* **About this exercise**
What the task needs is every record repeated exactly, nothing more.

* **Extracted material**

Segment Open

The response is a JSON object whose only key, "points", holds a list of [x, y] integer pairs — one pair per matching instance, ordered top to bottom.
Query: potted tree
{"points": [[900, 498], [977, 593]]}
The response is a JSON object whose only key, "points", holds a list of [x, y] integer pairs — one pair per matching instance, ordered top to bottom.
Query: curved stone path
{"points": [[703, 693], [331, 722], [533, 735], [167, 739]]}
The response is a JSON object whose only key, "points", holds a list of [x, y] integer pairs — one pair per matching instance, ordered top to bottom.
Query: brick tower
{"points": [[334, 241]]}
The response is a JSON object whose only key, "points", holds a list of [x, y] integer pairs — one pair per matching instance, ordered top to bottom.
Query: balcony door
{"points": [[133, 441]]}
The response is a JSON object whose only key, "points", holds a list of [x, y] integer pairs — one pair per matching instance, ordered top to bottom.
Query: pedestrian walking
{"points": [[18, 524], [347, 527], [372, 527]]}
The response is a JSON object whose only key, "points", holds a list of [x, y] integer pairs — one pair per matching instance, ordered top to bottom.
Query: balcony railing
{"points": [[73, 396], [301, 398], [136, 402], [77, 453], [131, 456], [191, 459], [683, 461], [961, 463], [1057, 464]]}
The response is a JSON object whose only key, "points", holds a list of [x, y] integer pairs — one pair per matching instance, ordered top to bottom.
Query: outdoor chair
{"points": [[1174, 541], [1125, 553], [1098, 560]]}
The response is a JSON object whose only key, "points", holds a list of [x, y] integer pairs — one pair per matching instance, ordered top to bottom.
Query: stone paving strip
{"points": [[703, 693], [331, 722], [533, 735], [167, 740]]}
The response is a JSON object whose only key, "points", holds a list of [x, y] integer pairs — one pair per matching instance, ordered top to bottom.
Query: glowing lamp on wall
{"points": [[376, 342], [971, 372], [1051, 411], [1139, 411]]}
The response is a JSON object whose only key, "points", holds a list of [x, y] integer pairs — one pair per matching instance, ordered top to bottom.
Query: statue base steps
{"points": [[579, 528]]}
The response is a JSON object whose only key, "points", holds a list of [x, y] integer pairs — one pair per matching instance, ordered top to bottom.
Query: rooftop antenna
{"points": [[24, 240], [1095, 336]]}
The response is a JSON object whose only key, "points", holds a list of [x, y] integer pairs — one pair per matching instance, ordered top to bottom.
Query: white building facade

Segment Closed

* **Result of this task**
The response is a JSON object whose only key, "points", holds a list of [x, y] integer pairs — one pair per matching instance, ordered top to bottom.
Query: potted tree
{"points": [[900, 498], [977, 593]]}
The response is a JSON object whose only key, "points", holds a list of [x, y] integer pairs — one pair per matching instance, ordered top to bottom.
Query: curved stone path
{"points": [[703, 693], [331, 722], [533, 735], [167, 739]]}
The response is a JSON object whose only key, "points", holds a list of [x, y] integer pairs — one pair per matching instance, ordered top to bottom.
Query: brick tower
{"points": [[334, 241]]}
The response is a JSON object whose only key, "points", holds a list of [x, y] integer pairs — one pair per matching instance, ordered top to bottom.
Query: balcony door
{"points": [[133, 441]]}
The response is a JSON object whose only key, "points", holds a list of [x, y] integer pairs — one pair per matching instance, ordered top to bottom.
Query: pedestrian walking
{"points": [[18, 524], [347, 527], [372, 527]]}
The response is a JSON object whose only key, "points", holds a list of [x, y] integer pairs — one pair per matching instance, ordered top to bottom.
Query: balcony railing
{"points": [[73, 396], [301, 398], [136, 402], [77, 453], [131, 456], [191, 459], [683, 461], [961, 463], [1057, 464]]}
The response is a JSON object whose only key, "points", holds a list of [x, y] integer pairs — one pair per matching instance, ordered top to bottom.
Query: outdoor chair
{"points": [[1174, 541], [1125, 553], [1098, 560]]}
The response is a JSON object whose only key, "points", holds a list of [x, y] integer pairs — one pair per matching instance, ordered top to bottom.
Query: stone paving strip
{"points": [[703, 693], [331, 722], [533, 735], [167, 740]]}
The response is a JSON object whose only key, "points", holds a list of [x, y] integer pairs — one pair per matching instance, ordered top to bottom.
Query: glowing lamp on wall
{"points": [[376, 342], [971, 372], [1051, 411], [1139, 411]]}
The response is a JSON object whose only key, "points", holds a list of [x, y] integer pairs — one pair per matching instance, ordered top to bottom.
Query: statue base steps
{"points": [[579, 528]]}
The response is a JSON object whose only key, "points", holds a list of [x, y] integer pairs — one pair per matching instance, ordered top to bottom.
Query: rooftop antenna
{"points": [[24, 240], [1095, 336]]}
The response is a JSON object whose only key, "points", holds a list of [x, y] integer pairs — one pair per matching instance, ordered top to bottom.
Query: white building facade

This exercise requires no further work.